[Your task] Reproduce each of the following entries verbatim, line for line.

[Records for the exercise]
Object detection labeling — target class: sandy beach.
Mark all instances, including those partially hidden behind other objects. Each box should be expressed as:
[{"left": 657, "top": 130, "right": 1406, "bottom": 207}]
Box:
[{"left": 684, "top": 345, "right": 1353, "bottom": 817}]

[Solution for this task]
Object detection labeling — target class: sandy beach.
Mark all instances, including those partially hidden behind other objects. Each box should be expressed as:
[{"left": 657, "top": 130, "right": 1406, "bottom": 207}]
Box:
[{"left": 684, "top": 345, "right": 1353, "bottom": 817}]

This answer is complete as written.